---------- Given records ----------

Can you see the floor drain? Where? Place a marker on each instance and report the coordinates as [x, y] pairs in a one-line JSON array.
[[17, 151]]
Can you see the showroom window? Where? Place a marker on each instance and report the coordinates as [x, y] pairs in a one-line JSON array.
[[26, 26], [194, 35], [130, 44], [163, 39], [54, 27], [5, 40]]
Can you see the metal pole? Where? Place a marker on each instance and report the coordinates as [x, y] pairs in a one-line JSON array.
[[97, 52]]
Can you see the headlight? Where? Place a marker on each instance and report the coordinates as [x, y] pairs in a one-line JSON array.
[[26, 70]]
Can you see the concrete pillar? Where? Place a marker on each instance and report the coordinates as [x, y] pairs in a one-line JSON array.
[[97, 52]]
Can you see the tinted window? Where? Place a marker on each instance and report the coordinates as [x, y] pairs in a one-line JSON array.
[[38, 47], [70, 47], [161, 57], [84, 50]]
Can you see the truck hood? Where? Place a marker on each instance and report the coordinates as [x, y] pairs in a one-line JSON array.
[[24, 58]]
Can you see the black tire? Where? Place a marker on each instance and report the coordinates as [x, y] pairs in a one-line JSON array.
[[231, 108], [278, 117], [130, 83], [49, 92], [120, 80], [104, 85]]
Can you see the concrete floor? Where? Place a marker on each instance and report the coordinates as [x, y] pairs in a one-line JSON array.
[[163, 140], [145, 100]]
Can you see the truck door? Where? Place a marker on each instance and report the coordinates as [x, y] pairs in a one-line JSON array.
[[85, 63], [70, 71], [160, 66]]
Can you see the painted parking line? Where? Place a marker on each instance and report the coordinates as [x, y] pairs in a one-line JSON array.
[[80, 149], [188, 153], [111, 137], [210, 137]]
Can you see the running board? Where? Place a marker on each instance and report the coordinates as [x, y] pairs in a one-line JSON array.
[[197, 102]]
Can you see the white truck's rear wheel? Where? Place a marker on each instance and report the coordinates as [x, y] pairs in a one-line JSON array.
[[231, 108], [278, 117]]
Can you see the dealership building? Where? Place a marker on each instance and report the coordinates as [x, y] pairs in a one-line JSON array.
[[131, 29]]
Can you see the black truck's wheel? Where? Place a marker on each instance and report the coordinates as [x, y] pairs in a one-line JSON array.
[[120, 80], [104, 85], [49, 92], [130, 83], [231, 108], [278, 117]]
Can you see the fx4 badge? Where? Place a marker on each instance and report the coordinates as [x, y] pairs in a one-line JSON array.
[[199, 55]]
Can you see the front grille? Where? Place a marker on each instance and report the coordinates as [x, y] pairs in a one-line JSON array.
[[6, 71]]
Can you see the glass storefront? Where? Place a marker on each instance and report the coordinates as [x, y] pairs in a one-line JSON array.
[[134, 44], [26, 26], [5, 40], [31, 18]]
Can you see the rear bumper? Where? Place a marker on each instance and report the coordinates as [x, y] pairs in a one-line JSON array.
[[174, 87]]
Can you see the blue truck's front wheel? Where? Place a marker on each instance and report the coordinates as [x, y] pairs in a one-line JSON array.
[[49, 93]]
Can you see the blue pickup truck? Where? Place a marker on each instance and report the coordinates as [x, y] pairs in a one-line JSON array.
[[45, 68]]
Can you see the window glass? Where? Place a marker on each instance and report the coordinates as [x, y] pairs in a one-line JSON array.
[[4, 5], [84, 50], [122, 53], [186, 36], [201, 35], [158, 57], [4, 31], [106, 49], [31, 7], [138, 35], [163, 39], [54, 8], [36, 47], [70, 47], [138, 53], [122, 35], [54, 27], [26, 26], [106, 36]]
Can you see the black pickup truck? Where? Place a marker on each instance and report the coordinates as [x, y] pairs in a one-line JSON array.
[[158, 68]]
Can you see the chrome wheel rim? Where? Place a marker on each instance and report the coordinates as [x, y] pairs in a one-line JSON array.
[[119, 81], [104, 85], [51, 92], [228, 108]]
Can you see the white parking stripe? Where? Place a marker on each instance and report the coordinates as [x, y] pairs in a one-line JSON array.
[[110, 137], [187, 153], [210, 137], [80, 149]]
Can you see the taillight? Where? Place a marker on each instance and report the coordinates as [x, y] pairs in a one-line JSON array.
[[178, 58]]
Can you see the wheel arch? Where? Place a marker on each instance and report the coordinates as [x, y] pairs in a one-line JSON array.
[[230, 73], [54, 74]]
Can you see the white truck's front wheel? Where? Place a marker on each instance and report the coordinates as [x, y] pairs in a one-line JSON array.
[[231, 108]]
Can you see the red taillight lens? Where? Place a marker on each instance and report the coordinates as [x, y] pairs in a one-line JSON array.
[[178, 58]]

----------

Copy out every row above again, word for word.

Result below »
Can you see the floor drain? Where? Place a marker on each instance and report the coordinates as [x, y] pairs in a one-line JSON array.
[[17, 151]]
Can you see the showroom window? Where? Place a marker on each instance and report the coordinates as [x, y] pairs in a one-line JSON array.
[[26, 26], [194, 35], [130, 44], [163, 39], [54, 27], [5, 40]]
Can you see the metal pole? Where? Place a marker on each instance and report the coordinates as [x, y] pairs in a one-line JSON array.
[[97, 52]]
Can you see the headlight? Where? Place a marker on each instance and report the coordinates as [x, y] pairs in a one-line JSON array.
[[26, 70]]
Can you see the concrete pillar? Where? Place a marker on each instance and report the coordinates as [x, y] pairs in a one-line JSON array.
[[97, 52]]
Can you see the tinted window? Where? Place a marker on each instance and report the coordinates as [x, y] pairs in a one-line JSON array.
[[38, 47], [70, 47], [161, 57], [84, 50]]
Can you see the truck hood? Where? Place a marker on each instance and report the coordinates as [x, y] pairs in a one-line JSON array.
[[24, 58]]
Can you see the black tire? Where? Place a marker on each instance and report the coordinates as [x, y] pairs in a one-line JSON array.
[[231, 108], [278, 117], [130, 83], [49, 92], [120, 80], [104, 85]]
Can you see the concrete floor? Where? Place a marker on each instance and report the coordinates as [x, y] pairs in a one-line JSON array.
[[163, 140], [145, 100]]
Can you see the truck door? Where? Place a marker on each instance and report the coordinates as [x, y] pairs in a one-line JSON array.
[[85, 63], [70, 71], [160, 66]]
Can you see the painted parking line? Where? Place a marker on each instance and report the coordinates as [x, y] pairs in a one-line JSON array.
[[80, 149], [188, 153], [111, 137], [210, 137]]
Can you see the running board? Where? Place a marker on each instance and report the coordinates as [x, y] pairs in a one-line JSON array.
[[197, 102]]
Can you see the white truck's rear wheel? Where? Place a marker on each instance and report the coordinates as [x, y] pairs in a one-line JSON array.
[[231, 108], [278, 117]]
Can you see the dealership building? Where? Place a marker on each instance and report the coordinates as [x, y] pairs in a one-line JSON array.
[[131, 29]]
Can you see the black truck's wheel? Where? Place a marker on each instance and report the coordinates as [x, y] pairs in a one-line JSON array.
[[120, 80], [104, 85], [49, 92], [130, 83], [231, 108], [278, 117]]
Can you see the fx4 badge? Where? Place a marker on each instance and report the coordinates as [x, y] pairs in a one-line JSON array.
[[199, 55]]
Can you see the front grille? Where? Place a marker on each instance and report the coordinates as [x, y] pairs in a one-line JSON array.
[[6, 71]]
Can you see the glass storefront? Where? Place a marker on each instance and report the coordinates as [x, y] pairs in a one-line JSON array.
[[134, 44], [26, 26], [5, 40], [31, 18]]
Can you see the rear bumper? Where? Place a marker on each instance and report the coordinates as [x, y] pairs in a one-line JSON array.
[[174, 87]]
Can you see the blue truck's front wheel? Where? Place a marker on each instance and report the coordinates as [x, y] pairs in a one-line JSON array.
[[49, 93]]
Can you see the blue pickup truck? Where? Place a marker on each instance and report the coordinates as [x, y] pairs in a one-line JSON array.
[[45, 68]]
Can you see the window glass? Where? Place a marker on each instance and report the coordinates as [x, y] pairs in a one-line JSON array.
[[4, 5], [84, 50], [122, 53], [186, 36], [201, 35], [158, 57], [4, 31], [106, 49], [31, 7], [138, 35], [163, 39], [54, 8], [36, 47], [70, 47], [138, 53], [122, 35], [54, 27], [26, 26], [106, 36]]
Can you see the black pickup truck? Where? Place a marker on each instance and report the coordinates as [x, y] pairs in a one-line JSON array.
[[158, 68]]
Can you see the chrome wheel rim? Where? Place a marker on each instance and report the coordinates as [x, y] pairs in a one-line JSON array.
[[119, 81], [104, 85], [51, 92], [228, 108]]
Can you see the white parking stripe? Where? Place a marker on each instance and report the coordinates as [x, y] pairs in a one-line JSON array.
[[110, 137], [187, 153], [210, 137], [80, 149]]
Can you see the taillight? Where? Place a marker on each instance and report the coordinates as [x, y] pairs in a one-line JSON array.
[[178, 58]]
Can you see the wheel arch? Where? Place a marker on each instance and report the coordinates as [x, y] pairs in a one-line JSON array.
[[230, 73], [54, 74]]
Can you see the white truck's front wheel? Where? Place a marker on each instance and report the coordinates as [x, y] pairs in a one-line JSON array.
[[231, 108]]
Can you see the red taillight lens? Where? Place a marker on each instance and report the coordinates as [x, y] pairs in a one-line JSON array.
[[178, 58]]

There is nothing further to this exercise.